Skip the images and repeat every entry word for word.

Stored entries
== == ==
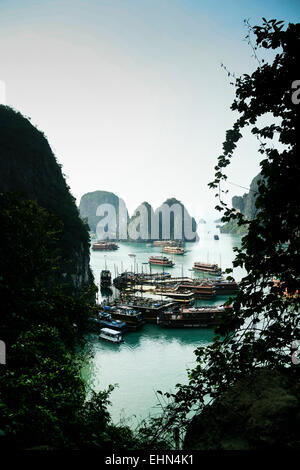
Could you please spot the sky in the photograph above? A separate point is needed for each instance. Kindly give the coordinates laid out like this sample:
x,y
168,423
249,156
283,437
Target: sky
x,y
131,94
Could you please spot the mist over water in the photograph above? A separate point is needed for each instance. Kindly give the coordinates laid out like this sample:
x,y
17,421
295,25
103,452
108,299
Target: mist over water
x,y
153,358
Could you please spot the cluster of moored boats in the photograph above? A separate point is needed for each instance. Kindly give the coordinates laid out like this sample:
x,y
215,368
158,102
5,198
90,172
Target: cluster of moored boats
x,y
120,316
171,304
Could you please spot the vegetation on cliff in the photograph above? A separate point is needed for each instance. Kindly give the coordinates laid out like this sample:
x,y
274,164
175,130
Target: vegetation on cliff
x,y
28,166
43,399
245,205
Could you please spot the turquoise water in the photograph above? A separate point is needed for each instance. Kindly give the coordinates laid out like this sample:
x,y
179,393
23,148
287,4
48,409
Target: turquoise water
x,y
153,358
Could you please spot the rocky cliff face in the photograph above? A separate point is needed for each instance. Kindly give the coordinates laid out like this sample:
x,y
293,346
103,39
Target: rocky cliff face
x,y
181,223
244,204
91,204
28,166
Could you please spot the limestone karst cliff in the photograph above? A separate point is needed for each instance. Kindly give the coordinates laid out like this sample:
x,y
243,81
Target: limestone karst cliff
x,y
244,204
29,167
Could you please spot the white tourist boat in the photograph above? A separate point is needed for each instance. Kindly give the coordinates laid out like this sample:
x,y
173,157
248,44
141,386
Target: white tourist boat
x,y
111,335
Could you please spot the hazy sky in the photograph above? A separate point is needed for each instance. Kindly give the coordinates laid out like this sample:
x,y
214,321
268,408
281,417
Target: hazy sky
x,y
130,93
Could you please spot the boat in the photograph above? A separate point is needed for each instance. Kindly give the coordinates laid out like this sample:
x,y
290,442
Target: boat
x,y
110,335
201,289
194,317
128,279
164,243
149,308
161,261
176,250
127,314
102,245
105,278
224,287
179,296
212,269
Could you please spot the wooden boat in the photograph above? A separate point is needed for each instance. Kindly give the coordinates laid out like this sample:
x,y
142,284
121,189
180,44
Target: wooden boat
x,y
105,278
110,335
224,287
123,313
149,308
128,279
199,317
102,245
164,243
161,261
212,269
116,325
178,295
176,250
201,289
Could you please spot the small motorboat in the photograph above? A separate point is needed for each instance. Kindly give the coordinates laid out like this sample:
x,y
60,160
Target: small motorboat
x,y
111,335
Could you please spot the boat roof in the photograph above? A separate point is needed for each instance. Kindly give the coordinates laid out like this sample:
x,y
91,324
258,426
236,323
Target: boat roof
x,y
111,332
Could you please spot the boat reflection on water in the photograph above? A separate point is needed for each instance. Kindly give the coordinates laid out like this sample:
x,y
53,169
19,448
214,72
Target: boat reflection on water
x,y
151,334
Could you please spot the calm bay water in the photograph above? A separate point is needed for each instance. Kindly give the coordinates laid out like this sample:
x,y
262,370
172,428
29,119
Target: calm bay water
x,y
153,358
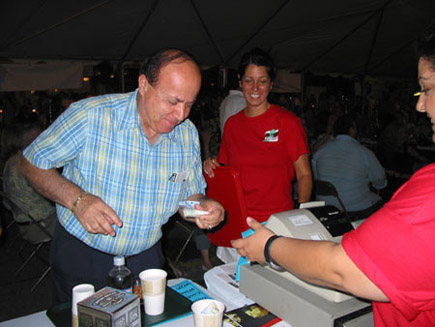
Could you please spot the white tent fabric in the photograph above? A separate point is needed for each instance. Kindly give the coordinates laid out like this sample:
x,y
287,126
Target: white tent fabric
x,y
368,37
40,76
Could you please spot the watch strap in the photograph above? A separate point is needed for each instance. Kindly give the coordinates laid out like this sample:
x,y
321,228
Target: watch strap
x,y
267,255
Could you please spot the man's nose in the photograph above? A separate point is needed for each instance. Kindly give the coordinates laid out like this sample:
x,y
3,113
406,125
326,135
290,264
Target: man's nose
x,y
420,104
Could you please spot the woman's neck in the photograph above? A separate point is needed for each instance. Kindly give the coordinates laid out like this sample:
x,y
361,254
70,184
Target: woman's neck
x,y
252,111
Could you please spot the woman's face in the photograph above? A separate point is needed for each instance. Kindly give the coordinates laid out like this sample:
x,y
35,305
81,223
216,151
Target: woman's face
x,y
426,101
256,85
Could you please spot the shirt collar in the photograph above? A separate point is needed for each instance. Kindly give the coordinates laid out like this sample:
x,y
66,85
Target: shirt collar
x,y
346,137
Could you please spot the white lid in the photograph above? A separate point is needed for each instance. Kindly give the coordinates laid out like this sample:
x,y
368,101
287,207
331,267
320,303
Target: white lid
x,y
118,260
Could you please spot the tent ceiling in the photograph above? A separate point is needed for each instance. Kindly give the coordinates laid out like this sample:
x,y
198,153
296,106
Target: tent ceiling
x,y
337,36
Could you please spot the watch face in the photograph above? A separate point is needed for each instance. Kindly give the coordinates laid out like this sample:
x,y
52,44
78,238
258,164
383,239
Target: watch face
x,y
275,266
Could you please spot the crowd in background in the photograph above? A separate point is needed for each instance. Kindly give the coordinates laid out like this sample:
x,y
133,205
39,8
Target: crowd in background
x,y
387,124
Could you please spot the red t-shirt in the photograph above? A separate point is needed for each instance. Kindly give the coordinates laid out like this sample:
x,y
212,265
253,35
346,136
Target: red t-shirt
x,y
263,149
395,248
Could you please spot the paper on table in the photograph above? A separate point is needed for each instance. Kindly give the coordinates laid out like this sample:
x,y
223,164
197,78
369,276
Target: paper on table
x,y
189,290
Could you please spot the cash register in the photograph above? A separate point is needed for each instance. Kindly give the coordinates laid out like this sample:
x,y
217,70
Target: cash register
x,y
292,299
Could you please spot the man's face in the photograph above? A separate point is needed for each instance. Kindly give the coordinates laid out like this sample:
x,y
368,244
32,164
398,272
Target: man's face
x,y
426,101
168,103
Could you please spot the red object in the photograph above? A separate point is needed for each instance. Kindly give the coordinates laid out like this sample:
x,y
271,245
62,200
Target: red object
x,y
226,188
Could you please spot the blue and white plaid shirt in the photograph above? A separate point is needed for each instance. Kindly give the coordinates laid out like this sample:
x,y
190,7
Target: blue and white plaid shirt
x,y
101,145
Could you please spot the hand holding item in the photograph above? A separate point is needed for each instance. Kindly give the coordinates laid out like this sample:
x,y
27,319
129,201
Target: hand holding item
x,y
95,215
252,247
216,214
209,165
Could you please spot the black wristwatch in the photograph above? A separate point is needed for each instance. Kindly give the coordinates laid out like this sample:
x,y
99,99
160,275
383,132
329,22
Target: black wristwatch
x,y
267,256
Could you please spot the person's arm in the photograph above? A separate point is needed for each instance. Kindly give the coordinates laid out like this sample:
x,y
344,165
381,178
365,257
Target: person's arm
x,y
377,175
90,210
304,178
323,263
216,213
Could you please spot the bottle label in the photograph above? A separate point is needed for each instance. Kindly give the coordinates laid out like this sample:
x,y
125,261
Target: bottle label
x,y
128,290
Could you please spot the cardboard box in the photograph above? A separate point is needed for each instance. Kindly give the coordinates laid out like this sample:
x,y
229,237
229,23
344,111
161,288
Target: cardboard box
x,y
110,307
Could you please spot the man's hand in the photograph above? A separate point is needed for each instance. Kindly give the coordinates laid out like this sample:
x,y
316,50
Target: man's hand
x,y
252,247
216,214
96,216
209,165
== == ==
### EXERCISE RESPONSE
Could you please spot the sky in the photograph above? A separate point is needed for each instance. Kindly give the coordinates laid out like this sample:
x,y
168,423
249,156
283,437
Target: sky
x,y
131,94
Could you please spot the mist over water in the photograph above? A separate point is needed for each instance. Kindly give the coordinates laid out like this sample:
x,y
17,421
295,25
103,452
108,299
Target: mist over water
x,y
153,358
Could you please spot the cluster of moored boats in the photograph above? A separate point is needed for each instance. Kindly give the coordinates laid out like this sample:
x,y
215,368
158,102
5,198
90,172
Target: cluster of moored boats
x,y
120,316
171,304
Could you please spot the vegetation on cliff in the photograph above? A separate point is needed for each instance. Kindly give the coordinates laid out like this sample:
x,y
274,164
175,130
Target: vegetation on cliff
x,y
28,166
43,399
245,205
Could you please spot the turquoise water in the photograph above? A separate point is needed for each instance. Kindly give the coordinates laid out like this sample:
x,y
179,393
23,148
287,4
48,409
Target: turquoise water
x,y
153,358
Could you please spot the rocky cliff face in the photograph above? A separate point is needed for each instance. Kindly give the coordinates laid out like this sample:
x,y
293,346
103,39
Target: rocky cliff face
x,y
181,223
244,204
91,204
28,166
Could you please spot the limestone karst cliff in the photograph above? A separate point is needed for each instance. Kindly give the coordinates laid out like this sample:
x,y
243,81
Target: limestone karst cliff
x,y
244,204
29,167
Could you please spot the white tourist boat in the photograph above? A separate point is needed for each instance. Kindly give the coordinates laid out like this sample:
x,y
173,157
248,44
141,386
Target: white tourist boat
x,y
111,335
Could you please spot the hazy sky in the photograph above? A separate point is needed for each instance. Kindly give the coordinates laid out like this sample:
x,y
214,321
268,408
281,417
Target: hazy sky
x,y
130,93
Could you please spot the boat in the photograph above? A separate point is needed for each instance. Kindly give the coordinates laid out like this sample:
x,y
290,442
Target: boat
x,y
110,335
201,289
194,317
128,279
164,243
149,308
161,261
176,250
127,314
102,245
105,278
224,287
179,296
212,269
Could you please spot the wooden boat in the photograph above? A separate point is needed for each instance. Kindly give the coordinates laid out like this sample:
x,y
142,284
121,189
180,44
Target: wooden boat
x,y
105,278
110,335
224,287
123,313
149,308
128,279
199,317
102,245
164,243
161,261
212,269
116,325
178,295
176,250
201,289
Could you please spot the small motorboat in the photograph above? A separate point is needed for each instance. Kindly give the coordinates laid out like this sample:
x,y
60,160
Target: small motorboat
x,y
111,335
Could you please spot the boat roof in the photograph above? A separate point is needed for each instance. Kindly give the coordinates laid out like this sample:
x,y
91,324
258,426
236,323
Target: boat roof
x,y
111,332
Could you please spot the boat reflection on water in the photograph above? A separate point is needed for each instance. Kindly give the coordinates laid out like this sample:
x,y
53,169
19,448
214,72
Target: boat reflection on water
x,y
151,334
Could you please spot the calm bay water in the photograph above? A separate point is needed for each instance. Kindly give the coordinates laid out like this sample:
x,y
262,370
172,428
29,119
Target: calm bay water
x,y
153,358
Could you please spot the white tent fabric in the photograph above? A separate point is needed for each instance. Kindly give the coordinates laid out like this sample:
x,y
287,126
Target: white tent fabric
x,y
368,37
40,76
Could you please spot the watch strap in the photograph above? A separate point is needed for each instance. Kindly give the coordinates laid out like this sample:
x,y
321,228
Target: watch strap
x,y
267,255
Could you please spot the man's nose in the photograph above? A separate point is needed for each instance. Kindly give the coordinates laid out like this sample:
x,y
3,113
406,125
326,135
290,264
Target: man's nose
x,y
420,104
Could you please spot the woman's neck in the photograph above? A separate point is needed for each instance. Kindly give the coordinates laid out like this sample:
x,y
361,254
70,184
Target: woman's neck
x,y
252,111
Could you please spot the woman's face in the photograph above? A separate point is needed for each instance. Kindly give the coordinates laid out like this sample:
x,y
35,305
81,223
216,151
Target: woman's face
x,y
426,101
256,85
Could you please spot the shirt collar in the photograph above? A separate point is needed for each instance. Kindly give the coordinates laid out like this sample:
x,y
66,85
Target: shirt collar
x,y
346,137
Could you please spot the white lid in the photograph above? A separate point is needed for each instance. Kindly give the coordinates laid out like this sample:
x,y
368,101
287,207
331,267
320,303
Target: white lid
x,y
118,260
Could you please spot the tent ceiling in the photograph above? A separate point is needed for each instance. Kindly give the coordinates laid out like this sample:
x,y
198,153
296,106
Target: tent ceiling
x,y
337,36
Could you please spot the watch face in the photograph above? A separate point is needed for each instance. Kindly give the coordinates laid out like this sample:
x,y
52,44
78,238
258,164
383,239
Target: watch face
x,y
275,266
Could you please spot the crowd in background in the photograph above? A separate point is needed for each instance. Kindly give the coordinates laid out like this sample:
x,y
133,205
39,8
Target: crowd in background
x,y
387,124
Could you please spot the red t-shirt in the photograph above? A separate point is needed for each instance. Kindly give the coordinates laid out like this sample:
x,y
212,265
253,35
346,136
Target: red t-shirt
x,y
263,149
395,248
Could you please spot the paper on table in the photograph above? A separate point is needed for each instance. Kindly give the coordinates laid out like this sample:
x,y
223,164
197,78
369,276
Target: paper on table
x,y
189,290
Could you please spot the cash register in the photograph above? A separate point is needed for each instance. Kindly give the coordinates laid out like this sample:
x,y
217,70
Target: cash register
x,y
292,299
Could you please spot the man's face in the photograph above? A separate point is needed for each instance. Kindly give the coordinates laid out like this sample:
x,y
368,244
32,164
398,272
Target: man's face
x,y
426,101
168,103
Could you please spot the red object in the photograph above? A separate point is needed for each instance. Kindly give the coordinates laid out like this sample:
x,y
271,245
62,200
Target: red object
x,y
226,188
Could you please spot the blue and white plaid shirt in the photograph above? A separate point is needed for each instance. Kindly give the coordinates laid out like this sample:
x,y
190,7
Target: blue and white plaid shirt
x,y
101,145
Could you please spot the hand holding item in the photograph above? A separate point is needed for each instance. Kindly give the coordinates laid out like this sample:
x,y
27,319
129,201
Target: hand holding item
x,y
95,215
252,247
216,214
209,165
Could you please spot the black wristwatch in the photograph above? A separate point is needed for each instance. Kindly give the coordinates laid out like this sample:
x,y
99,99
160,275
383,132
329,22
Target: black wristwatch
x,y
267,256
Could you please spot the person's arm in the photograph above? A separate point is needed for each instance. Kindly give the coordinates laid out like this sample:
x,y
344,165
381,178
365,257
Target: person's arm
x,y
377,175
90,210
304,178
323,263
216,213
Could you please spot the bottle label in the photograph above? A separate point is needed for each instance. Kindly give the coordinates laid out like this sample:
x,y
125,261
Target: bottle label
x,y
128,290
Could you please spot the cardboard box in the photograph above? A separate point is needed for each instance. Kindly give the coordinates laid out like this sample:
x,y
229,237
229,23
344,111
161,288
Target: cardboard box
x,y
110,307
Could you please spot the man's hand in the photograph above? A separate point is needed for each instance. Kindly give the coordinates laid out like this sample:
x,y
316,50
Target: man's hand
x,y
252,247
216,214
96,216
209,165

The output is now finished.